Bounding box annotation entries:
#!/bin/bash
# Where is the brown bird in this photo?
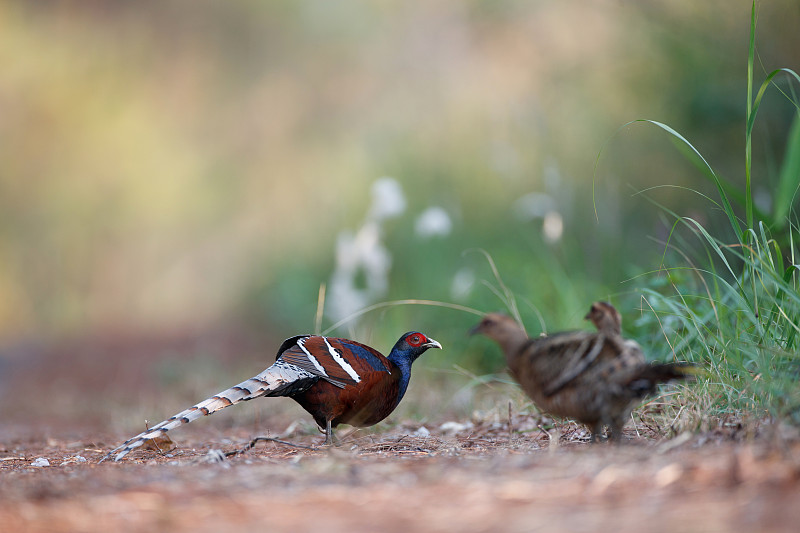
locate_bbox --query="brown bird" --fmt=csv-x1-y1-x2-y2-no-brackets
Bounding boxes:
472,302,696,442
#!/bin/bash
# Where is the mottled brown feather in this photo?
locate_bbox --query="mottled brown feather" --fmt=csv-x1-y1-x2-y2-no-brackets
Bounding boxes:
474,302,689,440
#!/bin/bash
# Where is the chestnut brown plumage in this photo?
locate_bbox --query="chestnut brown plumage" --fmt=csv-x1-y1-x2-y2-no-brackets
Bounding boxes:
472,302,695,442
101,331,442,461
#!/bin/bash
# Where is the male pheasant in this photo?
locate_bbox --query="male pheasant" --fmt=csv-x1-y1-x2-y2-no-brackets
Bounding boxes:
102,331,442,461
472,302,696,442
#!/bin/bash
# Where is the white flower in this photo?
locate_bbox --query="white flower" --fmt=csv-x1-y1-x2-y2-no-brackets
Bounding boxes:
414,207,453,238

TASK BRIEF:
Copy every one of the records above word for word, but leave out the picture.

EXERCISE RESULT:
#!/bin/bash
# Where is the brown bird in this photo?
locate_bbox --query="brown bird" --fmt=csv-x1-y1-x2-y2-no-brackets
Bounding boxes:
472,302,696,442
#!/bin/bash
# Where is the mottled brown feather in this photo?
locate_bbox --query="mottled brown feather" --fmt=csv-x1-y1-x2-y2-no-brackets
Bounding boxes:
474,302,689,440
#!/bin/bash
# Where is the chestnut brown plumage in this photo?
locate_bbox --query="chestnut brown plumage" --fmt=csv-x1-y1-x2-y2-no-brackets
Bounding boxes:
472,302,695,442
101,331,442,461
#!/bin/bash
# Where is the male pheasant in this photo?
locate_bbox --query="male pheasant" --fmt=csv-x1-y1-x2-y2-no-brackets
Bounding boxes:
102,331,442,461
472,302,696,442
#!/bin/bash
# Where is the white flower in this photo?
locate_bbox --query="white flower" --fmt=csv-x1-y1-x2-y2-no-brackets
Bounding boxes:
414,207,453,238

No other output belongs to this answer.